_EXTRAIT_:
------

Ce qui nous choque le plus c’est qu’au fond, la situation spécifique de la région n’a pas été prise en compte. Devant les assemblées parlementaires, j’ai dit que nous avions été soutenus trop peu, trop tard. L’administration centrale a été trop sourde, trop aveugle, sur notre situation.
Christophe Lannelongue, ancien directeur général de l'ARS Grand Est
Pour la direction générale de la Santé, "il est factuellement inexact de dire que le stock de Santé publique France a peu évolué entre janvier et le 23 mars : un tiers du stock a été distribué (36,3 millions de masques) entre le 24 février et le 15 mars, avant la création de la cellule logistique dédiée, notamment via la procédure de dépannage urgent pour la région Grand Est".
Une norme régionale "plus protectrice que la norme nationale"
Résultat : à partir du 23 mars, l’ARS Grand Est décide de s’organiser elle-même en lien avec la préfecture de région. Elle met en place une filière d’approvisionnement, une application pour la distribution des masques, et une doctrine régionale qui préconise de délivrer plus de masques que la doctrine nationale.
"Nous sommes arrivés à l’idée qu’il fallait protéger non seulement les professionnels de l’hôpital de ville mais aussi ceux qui intervenaient en Ehpad, explique Christophe Lannelongue. Il ne fallait pas simplement protéger le médecin, mais aussi le patient, c’est la raison pour laquelle nous avons élaboré des normes régionales d’attribution de masques beaucoup plus importantes."
La norme nationale était de 18 masques par semaine par médecin, la nôtre était de 50. Nous n’aurions jamais été capables de mettre en place les masques nécessaires si nous en étions restés à ce qui nous arrivait du niveau national.

------

_DONNÉES BRUTES_:
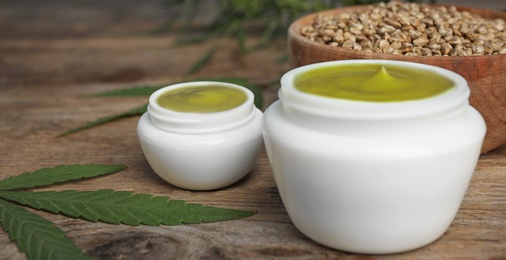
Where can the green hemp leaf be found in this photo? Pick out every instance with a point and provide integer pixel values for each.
(40, 239)
(35, 236)
(147, 91)
(122, 207)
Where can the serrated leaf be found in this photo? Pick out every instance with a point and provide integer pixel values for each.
(133, 112)
(123, 207)
(48, 176)
(35, 236)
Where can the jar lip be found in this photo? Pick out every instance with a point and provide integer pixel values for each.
(194, 122)
(353, 108)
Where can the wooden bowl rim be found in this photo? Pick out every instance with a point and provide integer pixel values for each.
(294, 33)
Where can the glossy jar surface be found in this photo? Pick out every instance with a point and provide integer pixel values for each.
(372, 177)
(201, 150)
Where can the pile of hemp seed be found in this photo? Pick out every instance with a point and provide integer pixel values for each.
(410, 29)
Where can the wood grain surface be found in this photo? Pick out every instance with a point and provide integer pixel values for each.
(55, 53)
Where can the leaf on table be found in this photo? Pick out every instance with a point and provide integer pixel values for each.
(48, 176)
(123, 207)
(103, 120)
(36, 237)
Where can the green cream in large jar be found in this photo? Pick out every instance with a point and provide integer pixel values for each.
(202, 99)
(372, 83)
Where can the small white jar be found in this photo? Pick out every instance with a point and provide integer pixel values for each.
(201, 151)
(372, 177)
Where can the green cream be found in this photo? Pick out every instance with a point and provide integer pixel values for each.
(202, 99)
(372, 82)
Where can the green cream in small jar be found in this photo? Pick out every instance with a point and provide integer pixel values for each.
(372, 82)
(196, 99)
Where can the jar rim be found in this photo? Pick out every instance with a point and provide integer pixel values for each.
(195, 122)
(293, 97)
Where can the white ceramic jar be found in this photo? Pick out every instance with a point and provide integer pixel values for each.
(201, 151)
(372, 177)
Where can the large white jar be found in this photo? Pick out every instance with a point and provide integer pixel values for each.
(372, 177)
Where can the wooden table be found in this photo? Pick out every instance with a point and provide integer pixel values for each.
(52, 54)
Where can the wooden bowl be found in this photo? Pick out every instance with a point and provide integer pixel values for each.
(486, 74)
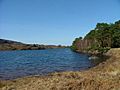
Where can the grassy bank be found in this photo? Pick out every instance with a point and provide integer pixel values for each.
(105, 76)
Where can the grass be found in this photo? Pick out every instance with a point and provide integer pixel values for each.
(105, 76)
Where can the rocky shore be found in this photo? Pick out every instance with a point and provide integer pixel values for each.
(105, 76)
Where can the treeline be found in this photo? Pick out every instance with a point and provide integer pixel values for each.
(100, 39)
(14, 45)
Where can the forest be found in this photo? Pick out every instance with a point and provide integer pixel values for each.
(103, 37)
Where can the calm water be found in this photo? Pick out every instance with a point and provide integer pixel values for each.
(14, 64)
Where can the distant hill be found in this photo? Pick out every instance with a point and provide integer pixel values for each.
(14, 45)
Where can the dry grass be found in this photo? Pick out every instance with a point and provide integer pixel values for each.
(105, 76)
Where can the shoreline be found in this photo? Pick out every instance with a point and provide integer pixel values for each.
(104, 76)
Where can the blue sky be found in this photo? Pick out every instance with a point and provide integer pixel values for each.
(54, 21)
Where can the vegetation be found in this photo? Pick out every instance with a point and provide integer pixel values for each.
(100, 39)
(13, 45)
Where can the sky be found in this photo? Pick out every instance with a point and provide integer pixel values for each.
(54, 22)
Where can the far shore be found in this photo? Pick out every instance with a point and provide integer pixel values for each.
(105, 76)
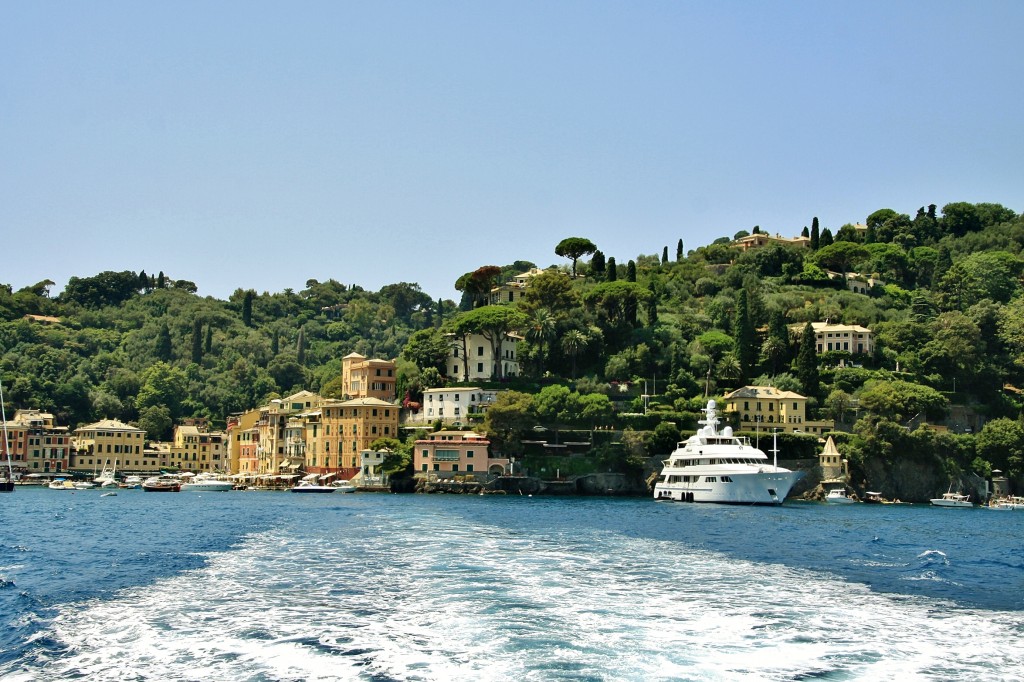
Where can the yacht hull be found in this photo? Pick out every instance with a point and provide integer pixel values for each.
(747, 488)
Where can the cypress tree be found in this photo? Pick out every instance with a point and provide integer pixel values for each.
(807, 363)
(164, 343)
(247, 308)
(198, 341)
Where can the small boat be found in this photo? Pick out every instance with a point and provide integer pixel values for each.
(208, 483)
(309, 486)
(162, 484)
(7, 482)
(838, 496)
(343, 486)
(951, 499)
(717, 466)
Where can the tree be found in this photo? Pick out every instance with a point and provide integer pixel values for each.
(574, 248)
(573, 343)
(164, 343)
(247, 307)
(807, 361)
(197, 354)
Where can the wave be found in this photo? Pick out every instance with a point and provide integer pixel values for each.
(429, 597)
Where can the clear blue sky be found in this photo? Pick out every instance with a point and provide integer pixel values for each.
(260, 144)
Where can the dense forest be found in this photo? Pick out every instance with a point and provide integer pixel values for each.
(944, 300)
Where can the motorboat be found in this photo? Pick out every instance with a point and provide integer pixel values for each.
(162, 483)
(1009, 502)
(343, 486)
(310, 486)
(717, 466)
(838, 496)
(951, 499)
(208, 483)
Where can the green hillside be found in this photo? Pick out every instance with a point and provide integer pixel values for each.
(943, 295)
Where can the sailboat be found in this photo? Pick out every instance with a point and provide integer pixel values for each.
(6, 483)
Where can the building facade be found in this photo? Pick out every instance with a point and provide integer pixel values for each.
(37, 444)
(448, 454)
(114, 442)
(768, 408)
(368, 378)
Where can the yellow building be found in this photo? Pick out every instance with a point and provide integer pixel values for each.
(114, 442)
(368, 378)
(343, 430)
(769, 408)
(196, 449)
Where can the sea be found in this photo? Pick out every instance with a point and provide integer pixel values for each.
(282, 587)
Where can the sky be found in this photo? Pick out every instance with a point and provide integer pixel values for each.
(261, 144)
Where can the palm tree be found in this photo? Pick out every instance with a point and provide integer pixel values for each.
(540, 332)
(572, 344)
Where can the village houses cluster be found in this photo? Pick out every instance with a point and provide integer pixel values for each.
(304, 433)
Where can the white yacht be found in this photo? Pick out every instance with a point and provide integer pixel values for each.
(713, 466)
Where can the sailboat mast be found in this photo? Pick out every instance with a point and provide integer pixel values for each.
(6, 443)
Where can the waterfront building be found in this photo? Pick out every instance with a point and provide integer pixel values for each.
(37, 444)
(110, 441)
(197, 449)
(768, 408)
(270, 452)
(342, 429)
(450, 454)
(368, 378)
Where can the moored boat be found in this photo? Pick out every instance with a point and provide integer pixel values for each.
(162, 484)
(719, 467)
(838, 496)
(951, 499)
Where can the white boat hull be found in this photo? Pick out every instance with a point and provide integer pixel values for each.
(743, 488)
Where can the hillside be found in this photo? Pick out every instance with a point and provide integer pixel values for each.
(941, 291)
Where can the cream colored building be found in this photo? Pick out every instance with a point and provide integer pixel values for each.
(114, 442)
(368, 378)
(196, 449)
(768, 408)
(481, 364)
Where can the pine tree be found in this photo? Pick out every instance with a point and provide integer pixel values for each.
(807, 363)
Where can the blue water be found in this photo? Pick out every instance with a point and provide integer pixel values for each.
(272, 586)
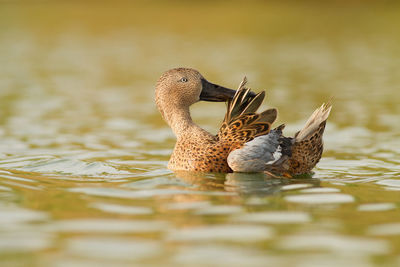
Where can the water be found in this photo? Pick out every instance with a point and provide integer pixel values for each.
(83, 150)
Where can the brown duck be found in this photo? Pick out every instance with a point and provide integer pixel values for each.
(245, 141)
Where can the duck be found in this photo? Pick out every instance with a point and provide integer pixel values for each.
(246, 141)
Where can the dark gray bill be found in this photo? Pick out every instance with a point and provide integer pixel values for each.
(215, 93)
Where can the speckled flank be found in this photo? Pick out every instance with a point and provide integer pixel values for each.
(198, 150)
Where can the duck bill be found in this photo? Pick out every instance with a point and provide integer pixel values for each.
(215, 93)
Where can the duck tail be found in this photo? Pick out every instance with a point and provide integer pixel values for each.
(308, 145)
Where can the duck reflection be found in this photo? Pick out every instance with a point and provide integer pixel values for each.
(259, 184)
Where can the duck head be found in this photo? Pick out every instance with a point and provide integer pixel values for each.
(183, 87)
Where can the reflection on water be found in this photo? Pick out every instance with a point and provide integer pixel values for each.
(83, 150)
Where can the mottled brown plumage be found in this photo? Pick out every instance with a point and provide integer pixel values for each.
(198, 150)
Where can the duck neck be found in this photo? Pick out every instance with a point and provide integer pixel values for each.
(180, 121)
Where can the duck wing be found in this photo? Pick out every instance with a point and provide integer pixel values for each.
(241, 123)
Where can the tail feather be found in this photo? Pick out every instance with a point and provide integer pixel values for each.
(319, 115)
(308, 145)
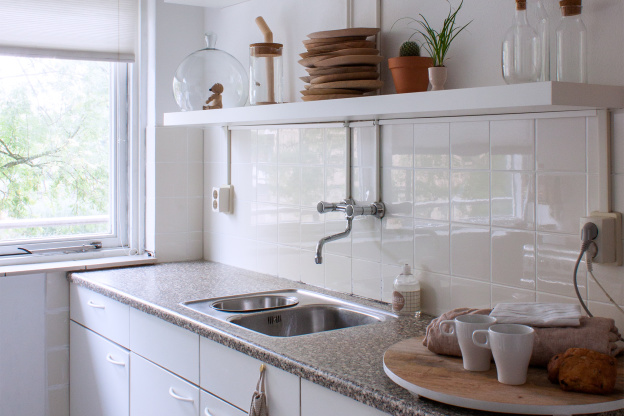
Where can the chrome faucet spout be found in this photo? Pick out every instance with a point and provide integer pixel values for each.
(319, 246)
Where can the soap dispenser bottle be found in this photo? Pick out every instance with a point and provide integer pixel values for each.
(406, 294)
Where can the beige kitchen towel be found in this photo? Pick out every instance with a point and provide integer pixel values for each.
(598, 334)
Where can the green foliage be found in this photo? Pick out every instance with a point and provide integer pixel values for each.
(54, 142)
(409, 48)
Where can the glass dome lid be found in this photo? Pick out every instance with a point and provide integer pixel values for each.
(204, 68)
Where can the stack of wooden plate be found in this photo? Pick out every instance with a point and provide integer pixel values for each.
(340, 64)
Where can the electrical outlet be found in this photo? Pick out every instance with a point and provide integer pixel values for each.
(609, 239)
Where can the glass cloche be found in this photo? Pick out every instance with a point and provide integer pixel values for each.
(203, 69)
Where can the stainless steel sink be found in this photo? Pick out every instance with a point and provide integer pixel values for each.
(288, 313)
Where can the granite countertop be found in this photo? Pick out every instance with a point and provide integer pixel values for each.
(348, 361)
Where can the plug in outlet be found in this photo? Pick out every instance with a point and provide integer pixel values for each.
(609, 239)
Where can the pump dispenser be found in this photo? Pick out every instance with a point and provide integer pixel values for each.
(406, 295)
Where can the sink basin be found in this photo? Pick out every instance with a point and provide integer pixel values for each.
(304, 320)
(287, 313)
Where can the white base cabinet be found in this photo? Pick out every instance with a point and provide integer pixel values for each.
(99, 372)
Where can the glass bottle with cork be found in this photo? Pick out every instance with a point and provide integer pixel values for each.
(571, 37)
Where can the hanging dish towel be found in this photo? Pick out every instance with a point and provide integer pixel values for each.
(258, 400)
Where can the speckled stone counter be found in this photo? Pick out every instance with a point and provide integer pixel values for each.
(348, 361)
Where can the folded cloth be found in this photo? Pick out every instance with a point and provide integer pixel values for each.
(598, 334)
(538, 314)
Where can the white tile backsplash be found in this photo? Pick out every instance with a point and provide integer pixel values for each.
(485, 208)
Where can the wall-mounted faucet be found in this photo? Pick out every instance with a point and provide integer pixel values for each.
(351, 210)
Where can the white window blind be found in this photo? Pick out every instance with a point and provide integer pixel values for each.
(103, 30)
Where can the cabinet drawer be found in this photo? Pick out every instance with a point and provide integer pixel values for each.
(317, 400)
(103, 315)
(155, 391)
(99, 371)
(213, 406)
(165, 344)
(233, 376)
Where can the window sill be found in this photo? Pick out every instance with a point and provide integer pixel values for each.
(76, 265)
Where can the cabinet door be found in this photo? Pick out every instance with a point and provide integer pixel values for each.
(99, 371)
(155, 391)
(317, 400)
(213, 406)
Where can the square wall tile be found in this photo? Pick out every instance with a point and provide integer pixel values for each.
(470, 145)
(432, 145)
(289, 185)
(513, 200)
(337, 273)
(556, 256)
(267, 141)
(512, 144)
(505, 294)
(336, 147)
(467, 293)
(363, 147)
(432, 246)
(397, 146)
(312, 145)
(470, 252)
(470, 197)
(397, 240)
(561, 144)
(398, 191)
(561, 202)
(431, 194)
(366, 238)
(366, 279)
(513, 258)
(288, 150)
(312, 187)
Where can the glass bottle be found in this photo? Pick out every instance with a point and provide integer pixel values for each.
(521, 50)
(406, 294)
(543, 32)
(571, 43)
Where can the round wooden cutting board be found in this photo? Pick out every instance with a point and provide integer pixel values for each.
(412, 366)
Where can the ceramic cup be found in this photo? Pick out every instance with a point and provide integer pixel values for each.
(512, 346)
(475, 358)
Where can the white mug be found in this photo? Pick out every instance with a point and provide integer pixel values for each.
(475, 358)
(512, 346)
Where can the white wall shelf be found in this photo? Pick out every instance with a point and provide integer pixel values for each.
(506, 99)
(212, 4)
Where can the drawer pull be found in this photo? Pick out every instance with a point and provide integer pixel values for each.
(173, 394)
(111, 360)
(95, 305)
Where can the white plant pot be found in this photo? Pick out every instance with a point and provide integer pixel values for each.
(437, 77)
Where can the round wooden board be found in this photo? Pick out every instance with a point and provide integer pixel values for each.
(355, 31)
(341, 70)
(443, 379)
(320, 79)
(349, 60)
(328, 97)
(364, 84)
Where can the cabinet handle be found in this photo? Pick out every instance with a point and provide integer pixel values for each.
(95, 305)
(111, 360)
(173, 394)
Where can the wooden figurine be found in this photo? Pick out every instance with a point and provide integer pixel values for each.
(216, 99)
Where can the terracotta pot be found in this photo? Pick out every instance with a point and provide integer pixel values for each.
(437, 77)
(410, 73)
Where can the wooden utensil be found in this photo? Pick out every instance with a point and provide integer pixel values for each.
(349, 60)
(365, 85)
(356, 31)
(343, 77)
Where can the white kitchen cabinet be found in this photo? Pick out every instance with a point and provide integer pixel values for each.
(233, 376)
(99, 375)
(155, 391)
(168, 345)
(317, 400)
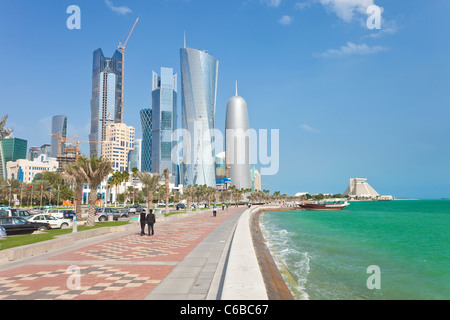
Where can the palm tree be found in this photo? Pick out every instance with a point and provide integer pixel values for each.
(73, 175)
(167, 190)
(134, 174)
(115, 180)
(190, 192)
(93, 171)
(150, 181)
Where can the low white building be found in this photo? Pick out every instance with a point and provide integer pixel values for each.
(25, 170)
(359, 188)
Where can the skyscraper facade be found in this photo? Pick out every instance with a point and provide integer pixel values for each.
(12, 149)
(237, 142)
(199, 73)
(59, 128)
(117, 145)
(106, 96)
(135, 157)
(164, 121)
(146, 121)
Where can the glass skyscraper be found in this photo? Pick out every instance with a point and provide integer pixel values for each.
(199, 73)
(106, 96)
(12, 149)
(146, 121)
(164, 121)
(59, 127)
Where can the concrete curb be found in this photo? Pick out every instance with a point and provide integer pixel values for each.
(243, 279)
(59, 242)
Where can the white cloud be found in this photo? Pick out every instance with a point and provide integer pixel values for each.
(346, 9)
(272, 3)
(351, 49)
(302, 5)
(120, 10)
(286, 20)
(307, 128)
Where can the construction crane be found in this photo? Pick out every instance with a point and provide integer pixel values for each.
(77, 142)
(122, 47)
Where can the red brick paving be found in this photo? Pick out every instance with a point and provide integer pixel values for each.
(142, 262)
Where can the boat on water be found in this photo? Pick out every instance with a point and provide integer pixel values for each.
(325, 205)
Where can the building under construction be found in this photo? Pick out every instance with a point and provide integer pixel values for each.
(69, 155)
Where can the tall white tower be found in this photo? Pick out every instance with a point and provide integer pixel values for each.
(237, 141)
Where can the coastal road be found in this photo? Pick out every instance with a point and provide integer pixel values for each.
(178, 262)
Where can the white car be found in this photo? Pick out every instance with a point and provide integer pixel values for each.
(54, 212)
(53, 221)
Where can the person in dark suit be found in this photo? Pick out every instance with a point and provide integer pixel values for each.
(143, 221)
(151, 220)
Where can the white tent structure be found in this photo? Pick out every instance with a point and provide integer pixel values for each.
(359, 188)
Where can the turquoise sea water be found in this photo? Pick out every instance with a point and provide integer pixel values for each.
(328, 253)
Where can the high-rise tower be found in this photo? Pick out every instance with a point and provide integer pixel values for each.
(146, 121)
(106, 96)
(199, 73)
(238, 142)
(59, 128)
(164, 121)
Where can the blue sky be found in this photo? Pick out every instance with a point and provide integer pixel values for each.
(348, 101)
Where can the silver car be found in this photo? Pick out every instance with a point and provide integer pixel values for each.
(2, 232)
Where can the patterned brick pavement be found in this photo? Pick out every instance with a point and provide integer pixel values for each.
(126, 268)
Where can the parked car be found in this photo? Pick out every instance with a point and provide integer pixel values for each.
(2, 232)
(104, 213)
(59, 214)
(15, 213)
(54, 222)
(16, 225)
(68, 214)
(35, 210)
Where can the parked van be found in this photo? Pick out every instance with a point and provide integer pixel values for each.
(14, 213)
(58, 214)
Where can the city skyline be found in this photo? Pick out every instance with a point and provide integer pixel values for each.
(353, 102)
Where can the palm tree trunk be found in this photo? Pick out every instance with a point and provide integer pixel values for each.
(91, 216)
(78, 199)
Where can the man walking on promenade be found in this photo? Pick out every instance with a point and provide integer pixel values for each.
(143, 221)
(151, 220)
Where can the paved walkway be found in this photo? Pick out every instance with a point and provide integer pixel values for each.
(182, 260)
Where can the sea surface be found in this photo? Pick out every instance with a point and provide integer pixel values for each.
(394, 250)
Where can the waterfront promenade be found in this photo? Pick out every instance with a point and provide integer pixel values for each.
(191, 257)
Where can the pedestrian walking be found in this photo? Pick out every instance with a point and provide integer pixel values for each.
(143, 221)
(151, 220)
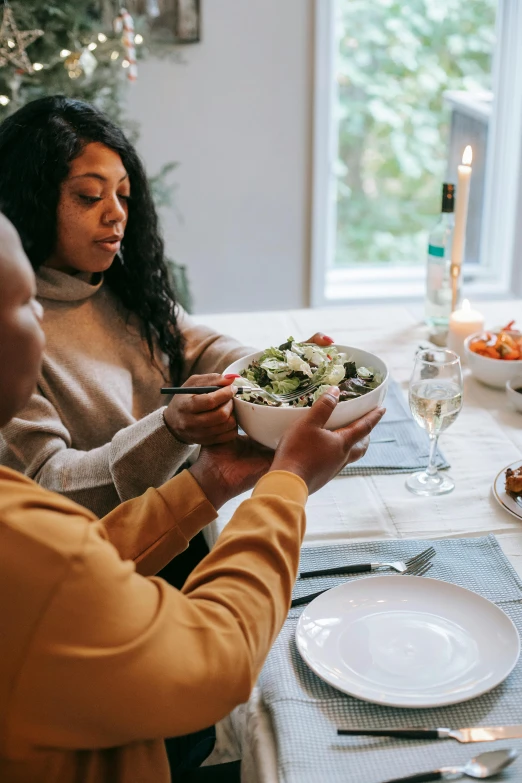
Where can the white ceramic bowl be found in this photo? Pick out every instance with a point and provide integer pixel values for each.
(492, 372)
(514, 396)
(267, 424)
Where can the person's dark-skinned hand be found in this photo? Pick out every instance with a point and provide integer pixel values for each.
(316, 454)
(228, 469)
(203, 418)
(208, 419)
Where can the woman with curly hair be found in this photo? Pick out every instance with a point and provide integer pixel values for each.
(97, 430)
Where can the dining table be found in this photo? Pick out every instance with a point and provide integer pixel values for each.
(485, 438)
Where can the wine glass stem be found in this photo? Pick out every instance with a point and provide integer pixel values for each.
(431, 470)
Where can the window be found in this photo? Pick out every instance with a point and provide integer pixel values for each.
(401, 88)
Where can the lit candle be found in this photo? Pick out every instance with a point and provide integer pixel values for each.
(462, 323)
(461, 219)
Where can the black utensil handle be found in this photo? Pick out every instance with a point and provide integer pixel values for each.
(421, 777)
(305, 599)
(405, 733)
(353, 569)
(189, 389)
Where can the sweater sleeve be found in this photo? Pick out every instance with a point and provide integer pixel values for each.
(142, 455)
(119, 658)
(207, 351)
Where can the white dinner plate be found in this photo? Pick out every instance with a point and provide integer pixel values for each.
(407, 641)
(507, 501)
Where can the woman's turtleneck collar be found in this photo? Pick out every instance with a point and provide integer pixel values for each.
(52, 284)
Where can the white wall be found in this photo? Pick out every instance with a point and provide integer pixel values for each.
(237, 115)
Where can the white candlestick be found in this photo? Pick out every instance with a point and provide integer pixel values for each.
(461, 219)
(463, 323)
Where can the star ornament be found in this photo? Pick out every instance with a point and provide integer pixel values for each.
(13, 43)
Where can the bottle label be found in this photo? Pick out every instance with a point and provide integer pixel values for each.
(434, 250)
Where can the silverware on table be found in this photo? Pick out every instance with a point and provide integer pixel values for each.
(419, 569)
(482, 766)
(477, 734)
(402, 566)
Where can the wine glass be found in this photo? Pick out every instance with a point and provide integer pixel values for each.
(435, 397)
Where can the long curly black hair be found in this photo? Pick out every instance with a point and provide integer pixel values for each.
(37, 145)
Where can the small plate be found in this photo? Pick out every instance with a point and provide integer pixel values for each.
(407, 641)
(510, 502)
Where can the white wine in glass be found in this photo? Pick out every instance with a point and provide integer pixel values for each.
(435, 396)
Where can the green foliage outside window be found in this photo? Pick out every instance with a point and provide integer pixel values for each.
(395, 61)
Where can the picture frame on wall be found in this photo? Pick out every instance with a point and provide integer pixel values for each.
(174, 21)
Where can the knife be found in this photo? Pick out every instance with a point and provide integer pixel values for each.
(477, 734)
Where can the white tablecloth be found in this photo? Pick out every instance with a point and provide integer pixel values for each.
(486, 437)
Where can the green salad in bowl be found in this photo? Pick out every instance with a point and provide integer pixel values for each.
(293, 366)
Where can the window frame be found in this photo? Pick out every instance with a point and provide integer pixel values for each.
(501, 232)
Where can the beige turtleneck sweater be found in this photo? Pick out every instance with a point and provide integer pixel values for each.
(94, 431)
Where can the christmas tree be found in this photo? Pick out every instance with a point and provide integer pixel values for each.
(83, 49)
(78, 54)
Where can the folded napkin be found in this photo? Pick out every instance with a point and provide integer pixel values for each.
(410, 446)
(306, 712)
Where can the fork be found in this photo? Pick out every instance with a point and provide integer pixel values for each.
(398, 565)
(280, 397)
(419, 569)
(242, 390)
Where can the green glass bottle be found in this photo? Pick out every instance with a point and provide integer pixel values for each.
(438, 278)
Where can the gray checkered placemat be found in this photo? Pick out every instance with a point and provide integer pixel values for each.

------

_TRAVAIL DEMANDÉ_:
**a)** D'après l'extrait, à partir de quelle date l'ARS Grand Est décide-t-elle de s'organiser elle-même, et avec quel partenaire ?
**b)** Recopiez dans l'extrait le passage qui va de « Une norme régionale » jusqu'à « la doctrine nationale. ».
**c)** Prolongez l'extrait sur les masques dans le Grand Est en reprenant après sa dernière phrase.

_RÉPONSES SUCCESSIVES_:
**a)** À partir du 23 mars, en lien avec la préfecture de région.

**b)**
Une norme régionale "plus protectrice que la norme nationale"
Résultat : à partir du 23 mars, l’ARS Grand Est décide de s’organiser elle-même en lien avec la préfecture de région. Elle met en place une filière d’approvisionnement, une application pour la distribution des masques, et une doctrine régionale qui préconise de délivrer plus de masques que la doctrine nationale.

**c)**
Christophe Lannelongue, ancien directeur général de l'ARS Grand Est
Dans une note datée du 25 juin 2020, l’ARS Grand Est fait la liste de l’ensemble des dysfonctionnements constatés autour des masques :
"Ces dernières années, le risque épidémique était passé à l’arrière-plan, par rapport aux préoccupations liées à la lutte contre le terrorisme, analyse Christophe Lannelongue, nous faisions beaucoup de choses pour essayer d’anticiper une crise terroriste, surtout dans la région Grand Est après l’attentat de Strasbourg en décembre 2018. En revanche, sur le risque pandémique nous nous limitions à préparer des plans, sans voir finalement qu’au-delà de leurs préparations, il fallait qu’on soit aussi capable de les appliquer concrètement. Si vous n’avez pas les tests et les masques, c’est comme si vous n’aviez pas de plan !"
"L’Insee a publié récemment des données sur la surmortalité, conclut Christophe Lannelongue. Elles montrent que la région Grand Est a connu une très forte surmortalité comparée aux années précédentes : 5 000 décès en plus sur la période du 2 mars au 10 mai par rapport à la moyenne des cinq années précédentes. La pénurie de masques a eu des conséquences terribles."
Contactée, la direction générale de la Santé explique que l’"ARS Grand Est a fait l’objet d’une attention et d’un soutien particulier et appuyé de la part des autorités sanitaires et a bénéficié de la solidarité nationale et de très nombreuses évacuations sanitaires lourdes".